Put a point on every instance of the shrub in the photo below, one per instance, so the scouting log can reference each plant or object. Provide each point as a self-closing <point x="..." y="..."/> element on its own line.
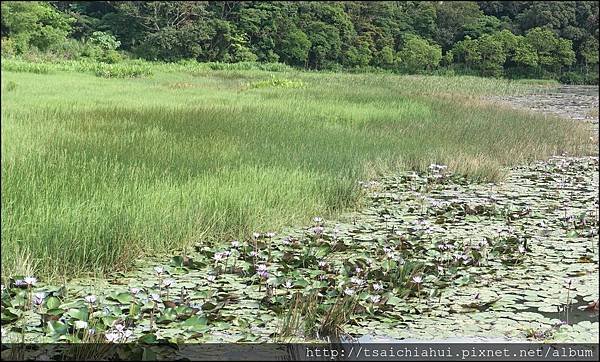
<point x="122" y="70"/>
<point x="276" y="83"/>
<point x="26" y="67"/>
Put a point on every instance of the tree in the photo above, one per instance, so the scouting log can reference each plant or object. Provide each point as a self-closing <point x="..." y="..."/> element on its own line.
<point x="418" y="54"/>
<point x="294" y="46"/>
<point x="452" y="18"/>
<point x="589" y="52"/>
<point x="552" y="52"/>
<point x="34" y="24"/>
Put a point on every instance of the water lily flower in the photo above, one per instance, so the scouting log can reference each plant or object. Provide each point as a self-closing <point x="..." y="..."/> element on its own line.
<point x="436" y="167"/>
<point x="417" y="279"/>
<point x="38" y="298"/>
<point x="378" y="286"/>
<point x="317" y="230"/>
<point x="261" y="270"/>
<point x="359" y="282"/>
<point x="155" y="297"/>
<point x="80" y="325"/>
<point x="168" y="283"/>
<point x="112" y="337"/>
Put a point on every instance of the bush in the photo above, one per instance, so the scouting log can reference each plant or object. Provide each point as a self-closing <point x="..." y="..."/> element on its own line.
<point x="276" y="83"/>
<point x="579" y="78"/>
<point x="26" y="67"/>
<point x="122" y="70"/>
<point x="8" y="47"/>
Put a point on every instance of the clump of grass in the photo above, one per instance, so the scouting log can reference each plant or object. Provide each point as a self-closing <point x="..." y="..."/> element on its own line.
<point x="122" y="70"/>
<point x="308" y="316"/>
<point x="15" y="65"/>
<point x="10" y="86"/>
<point x="274" y="82"/>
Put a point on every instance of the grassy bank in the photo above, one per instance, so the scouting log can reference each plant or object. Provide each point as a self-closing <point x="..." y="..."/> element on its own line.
<point x="98" y="170"/>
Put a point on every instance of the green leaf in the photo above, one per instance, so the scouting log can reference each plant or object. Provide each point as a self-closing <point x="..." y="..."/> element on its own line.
<point x="52" y="303"/>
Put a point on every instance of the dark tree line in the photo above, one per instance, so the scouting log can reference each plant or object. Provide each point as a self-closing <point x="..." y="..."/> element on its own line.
<point x="495" y="38"/>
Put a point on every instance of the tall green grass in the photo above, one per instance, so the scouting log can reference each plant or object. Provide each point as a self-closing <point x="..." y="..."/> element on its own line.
<point x="96" y="171"/>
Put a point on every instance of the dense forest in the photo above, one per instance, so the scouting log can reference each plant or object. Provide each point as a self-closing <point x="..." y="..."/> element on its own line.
<point x="517" y="39"/>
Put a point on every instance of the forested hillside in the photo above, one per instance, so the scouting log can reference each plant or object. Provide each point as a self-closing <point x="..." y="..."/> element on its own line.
<point x="544" y="39"/>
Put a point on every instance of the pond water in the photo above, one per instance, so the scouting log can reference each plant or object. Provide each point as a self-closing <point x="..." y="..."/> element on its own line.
<point x="431" y="257"/>
<point x="574" y="102"/>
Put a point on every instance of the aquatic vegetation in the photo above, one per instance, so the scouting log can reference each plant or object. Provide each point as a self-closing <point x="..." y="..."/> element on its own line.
<point x="406" y="276"/>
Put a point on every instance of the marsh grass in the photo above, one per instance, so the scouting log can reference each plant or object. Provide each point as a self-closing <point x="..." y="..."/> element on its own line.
<point x="97" y="172"/>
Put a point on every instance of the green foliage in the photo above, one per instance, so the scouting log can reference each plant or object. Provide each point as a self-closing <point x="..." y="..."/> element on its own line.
<point x="552" y="52"/>
<point x="531" y="39"/>
<point x="275" y="82"/>
<point x="122" y="70"/>
<point x="418" y="54"/>
<point x="15" y="65"/>
<point x="142" y="165"/>
<point x="34" y="24"/>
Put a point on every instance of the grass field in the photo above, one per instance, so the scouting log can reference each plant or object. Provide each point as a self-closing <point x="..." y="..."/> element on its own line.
<point x="97" y="172"/>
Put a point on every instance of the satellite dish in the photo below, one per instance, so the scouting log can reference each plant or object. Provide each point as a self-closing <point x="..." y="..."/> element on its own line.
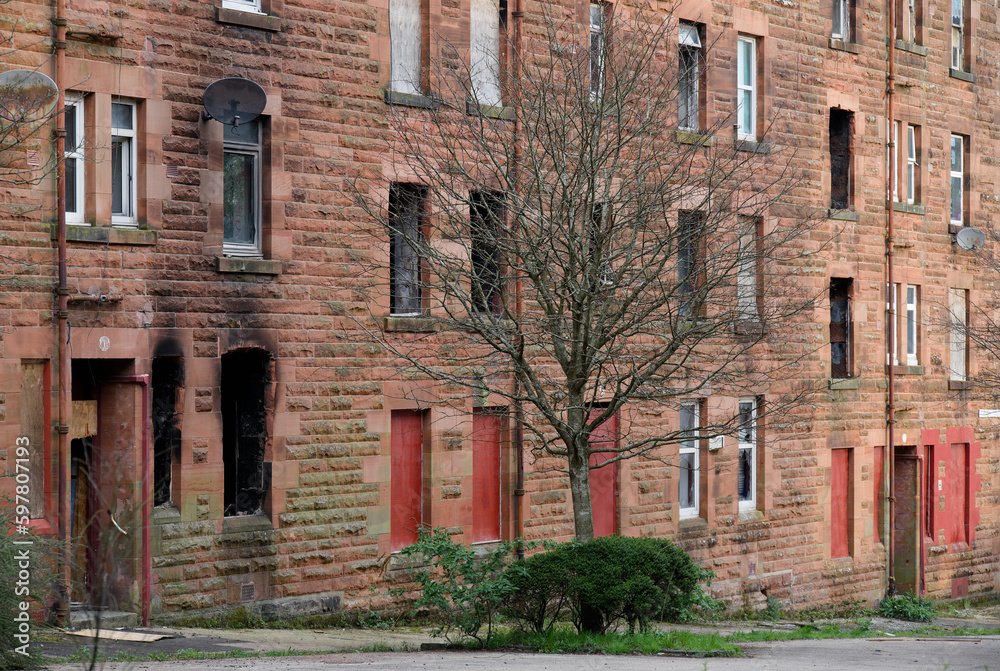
<point x="26" y="96"/>
<point x="970" y="238"/>
<point x="233" y="100"/>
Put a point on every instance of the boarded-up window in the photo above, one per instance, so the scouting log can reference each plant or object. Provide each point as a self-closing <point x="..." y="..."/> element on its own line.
<point x="604" y="478"/>
<point x="486" y="474"/>
<point x="406" y="473"/>
<point x="840" y="474"/>
<point x="405" y="46"/>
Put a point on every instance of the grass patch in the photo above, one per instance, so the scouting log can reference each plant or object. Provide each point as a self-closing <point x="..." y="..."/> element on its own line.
<point x="563" y="641"/>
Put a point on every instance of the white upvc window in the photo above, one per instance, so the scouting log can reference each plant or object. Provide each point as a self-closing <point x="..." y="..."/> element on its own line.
<point x="747" y="462"/>
<point x="746" y="76"/>
<point x="957" y="179"/>
<point x="123" y="164"/>
<point x="241" y="189"/>
<point x="688" y="487"/>
<point x="73" y="158"/>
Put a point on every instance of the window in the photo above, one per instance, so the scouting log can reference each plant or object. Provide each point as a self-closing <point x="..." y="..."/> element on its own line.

######

Your assignment -> With the pictures removed, print the entries above exactly.

Task response ->
Put a point on every instance of the shrub in the photo below, one per instance, so the scouting log can reference each plant or object. Provide each point as a self-closing <point x="..." y="..."/> element on its own line.
<point x="122" y="70"/>
<point x="276" y="83"/>
<point x="26" y="67"/>
Put a point on every instance of the tree in the photo above, one per instance, so the scouting log can reference each plant or object. Provide each point as a self-closing <point x="..." y="..."/> element on its own line.
<point x="418" y="54"/>
<point x="294" y="46"/>
<point x="452" y="18"/>
<point x="589" y="52"/>
<point x="552" y="52"/>
<point x="34" y="24"/>
Put a point on every instance of the water lily flower in the photo above, one per instance, so the scouting log can reference each plant or object. Provide each point as a self-closing <point x="..." y="..."/> element on its own line.
<point x="436" y="167"/>
<point x="417" y="279"/>
<point x="38" y="298"/>
<point x="378" y="286"/>
<point x="317" y="230"/>
<point x="261" y="270"/>
<point x="359" y="282"/>
<point x="155" y="297"/>
<point x="80" y="325"/>
<point x="168" y="283"/>
<point x="112" y="337"/>
Put a point on every instance of the bush in the photo above, one per instance, so the scouting log can reference each plant or object. Provide each point as a self-closing <point x="..." y="..."/> element on its own line.
<point x="276" y="83"/>
<point x="579" y="78"/>
<point x="26" y="67"/>
<point x="122" y="70"/>
<point x="8" y="47"/>
Put a point on every instance of the clump of grass in the photo above, one per instance, so the scouting log can reference each plant or object. Provide each point as a self-closing <point x="..." y="..."/> element on its own line.
<point x="122" y="70"/>
<point x="308" y="316"/>
<point x="15" y="65"/>
<point x="10" y="86"/>
<point x="274" y="82"/>
Put a point on every instance of the grassy bank in the photo above, one per instance, so the scouting log can reference each plant or object. Provide each point as a self-closing <point x="..." y="..."/> element on its own line.
<point x="98" y="170"/>
Put a point on every instance of the green leaf in the photo above, one per instance, so the scouting log can reference each plant or object. Provide each point as a self-closing <point x="..." y="..."/> element on its own line.
<point x="52" y="303"/>
Put a point on every instance of the dark tree line in the photo above, one per instance, so the scouting log can reference each plant or object. Provide each point as a self-closing <point x="..." y="..."/> element on its own line.
<point x="495" y="38"/>
Put a point on every instance of the tall green grass in the photo above, one per instance, so the scouting log can reference each plant or object. Provide each point as a self-closing <point x="..." y="..."/> element on its own line.
<point x="96" y="171"/>
Put a point on every instance of the dense forest in the photo above, one per instance, so the scouting log can reference each plant or object. Provide each point as a self-closing <point x="..." y="..."/> element on its own line.
<point x="517" y="39"/>
Put a point on every instance of the forested hillside in the photo above, one per instance, so the scouting log can reference each plant or object. Provide each point as a self-closing <point x="..." y="..."/> element on its own line.
<point x="544" y="39"/>
Put a point on every instance of the pond water in the photo above, one per instance, so the scouting log can reference each plant or object. Provide each point as a self-closing <point x="..." y="..."/> element on its own line.
<point x="431" y="257"/>
<point x="574" y="102"/>
Put a point on every instance of the aquatic vegetation in the photo above, one per instance, so the scouting log can reference each plant or object. Provide each point as a self-closing <point x="..." y="..."/> element on its own line.
<point x="406" y="276"/>
Put a point on every instance of the marsh grass in the photo above, one per instance, so the scouting log can reference each plant or object. Provide each point as a self-closing <point x="..." y="..."/> element on its own line.
<point x="97" y="172"/>
Put a point on every instance of the green foliage in the photo above, one per instance, so the scouting log can reference each plant or object. Provide each point as a self-closing <point x="..." y="..."/> element on its own line.
<point x="552" y="52"/>
<point x="531" y="39"/>
<point x="275" y="82"/>
<point x="122" y="70"/>
<point x="418" y="54"/>
<point x="15" y="65"/>
<point x="142" y="165"/>
<point x="34" y="24"/>
Put a point on every instance of the grass field in the photo above, one per instance, so the scouting log can reference each plant or object. Provide each point as a self-closing <point x="..." y="..."/> element on its own line.
<point x="97" y="172"/>
Put a point on every instance of the satellite dish in the photo below, one per instance, so the scouting log can reference each plant or object. Provide each point as a self-closing <point x="..." y="..."/> element on its own line.
<point x="26" y="96"/>
<point x="970" y="238"/>
<point x="233" y="100"/>
Put a point on every instance of the boarded-up window in the photo above, one per instance, so the scouting log can reference each plant or object. Provide each point as a self-closing <point x="..." y="..."/> element on its own line.
<point x="604" y="478"/>
<point x="486" y="474"/>
<point x="406" y="473"/>
<point x="840" y="474"/>
<point x="405" y="46"/>
Put a point on every instance of the grass patch in the photo above, one per instance, so the scouting log can reference each plant or object. Provide each point as a self-closing <point x="..." y="..."/> element on its own line.
<point x="563" y="641"/>
Put a point on every instance of the white upvc window in the photo above, one per instance, so the scouting log can reference each plant or object. Provide each point as a self-closing <point x="..." y="..."/> element on its own line.
<point x="747" y="462"/>
<point x="746" y="76"/>
<point x="957" y="179"/>
<point x="123" y="164"/>
<point x="241" y="189"/>
<point x="688" y="487"/>
<point x="73" y="158"/>
Put a point on every instance of the window in the photo above, one per instance, so the scouting log can reference each plant or object. Provide each point as a self-closing <point x="..." y="..."/> element on its own line.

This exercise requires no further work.